All lines in the listing below from the one containing "Mark all instances, including" through the last should be written out exactly, and only those.

■ **Data supplied**
────────
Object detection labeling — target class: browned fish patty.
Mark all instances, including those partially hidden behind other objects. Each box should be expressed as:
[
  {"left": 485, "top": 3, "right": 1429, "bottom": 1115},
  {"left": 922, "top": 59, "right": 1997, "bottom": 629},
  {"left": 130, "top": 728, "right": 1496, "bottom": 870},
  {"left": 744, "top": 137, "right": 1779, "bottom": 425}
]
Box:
────────
■ **Solution to this problem**
Mark all instances, including those partially hidden behind other objects. Each box should be expressed as:
[
  {"left": 485, "top": 3, "right": 1429, "bottom": 1115},
  {"left": 922, "top": 59, "right": 1997, "bottom": 629},
  {"left": 130, "top": 728, "right": 1496, "bottom": 870},
  {"left": 744, "top": 137, "right": 1779, "bottom": 425}
]
Box:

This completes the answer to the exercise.